Can you output the lines of the data below, starting at the line containing "FIND: pool coping" and ending at the line containing "column 177, row 193", as a JSON list of strings with one string per line and no blank lines?
##########
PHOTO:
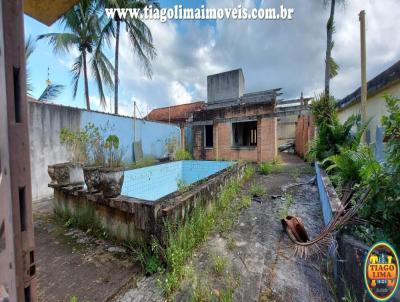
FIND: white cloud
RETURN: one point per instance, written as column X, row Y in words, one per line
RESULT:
column 286, row 54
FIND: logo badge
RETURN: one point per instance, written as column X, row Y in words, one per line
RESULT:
column 381, row 271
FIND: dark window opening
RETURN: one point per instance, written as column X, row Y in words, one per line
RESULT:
column 208, row 136
column 244, row 134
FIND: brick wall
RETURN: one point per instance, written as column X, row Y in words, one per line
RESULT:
column 304, row 134
column 266, row 148
column 268, row 139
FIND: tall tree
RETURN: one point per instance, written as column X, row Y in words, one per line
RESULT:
column 83, row 29
column 331, row 68
column 139, row 34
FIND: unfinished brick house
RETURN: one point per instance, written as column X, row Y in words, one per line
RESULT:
column 235, row 125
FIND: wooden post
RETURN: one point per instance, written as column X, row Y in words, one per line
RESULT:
column 363, row 71
column 182, row 126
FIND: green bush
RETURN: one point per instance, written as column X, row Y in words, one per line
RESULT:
column 268, row 167
column 257, row 191
column 331, row 134
column 182, row 154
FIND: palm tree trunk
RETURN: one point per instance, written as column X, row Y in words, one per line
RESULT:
column 329, row 33
column 85, row 80
column 116, row 81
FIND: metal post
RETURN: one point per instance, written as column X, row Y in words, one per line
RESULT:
column 363, row 71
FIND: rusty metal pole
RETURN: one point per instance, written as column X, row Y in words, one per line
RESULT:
column 17, row 258
column 363, row 72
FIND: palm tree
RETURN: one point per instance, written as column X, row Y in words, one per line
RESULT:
column 331, row 68
column 82, row 30
column 139, row 34
column 52, row 91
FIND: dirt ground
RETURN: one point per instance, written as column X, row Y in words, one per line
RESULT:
column 257, row 256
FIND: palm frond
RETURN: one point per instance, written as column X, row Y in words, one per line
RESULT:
column 51, row 92
column 326, row 237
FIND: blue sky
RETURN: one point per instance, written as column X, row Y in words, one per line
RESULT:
column 287, row 54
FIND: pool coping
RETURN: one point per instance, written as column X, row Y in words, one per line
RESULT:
column 177, row 193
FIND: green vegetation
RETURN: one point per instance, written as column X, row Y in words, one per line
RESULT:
column 269, row 167
column 83, row 217
column 76, row 142
column 184, row 238
column 277, row 160
column 207, row 288
column 83, row 25
column 182, row 154
column 257, row 191
column 332, row 136
column 219, row 265
column 182, row 186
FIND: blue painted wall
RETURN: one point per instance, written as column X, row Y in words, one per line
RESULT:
column 327, row 215
column 379, row 144
column 152, row 135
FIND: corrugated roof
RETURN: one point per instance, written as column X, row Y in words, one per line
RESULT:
column 381, row 81
column 174, row 114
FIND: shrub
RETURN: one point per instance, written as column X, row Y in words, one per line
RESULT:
column 182, row 154
column 383, row 179
column 76, row 142
column 268, row 167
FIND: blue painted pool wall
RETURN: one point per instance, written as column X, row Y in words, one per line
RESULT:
column 327, row 215
column 152, row 135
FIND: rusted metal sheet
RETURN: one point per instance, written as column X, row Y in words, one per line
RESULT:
column 17, row 258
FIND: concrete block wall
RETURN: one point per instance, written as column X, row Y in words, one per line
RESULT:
column 268, row 143
column 46, row 121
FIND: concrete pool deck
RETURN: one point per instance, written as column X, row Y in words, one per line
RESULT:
column 261, row 256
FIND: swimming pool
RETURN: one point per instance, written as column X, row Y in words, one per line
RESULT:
column 154, row 182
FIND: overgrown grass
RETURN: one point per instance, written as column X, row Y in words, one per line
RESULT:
column 184, row 238
column 257, row 191
column 295, row 173
column 144, row 162
column 269, row 167
column 288, row 202
column 182, row 154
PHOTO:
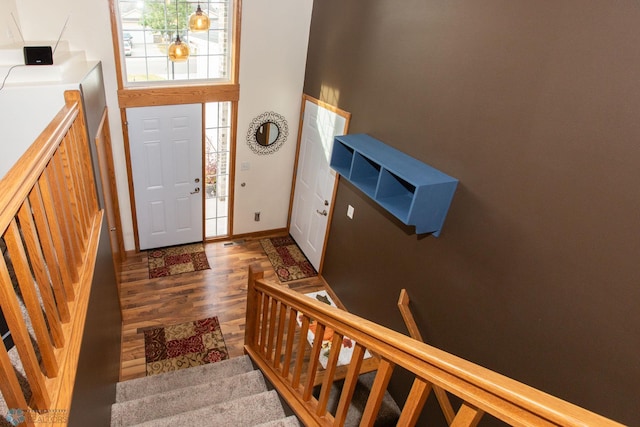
##########
**Task response**
[
  "FIND: pool coping",
  "RETURN: one point per instance, written as column X, row Y in words, one per line",
  "RESULT:",
  "column 177, row 193"
]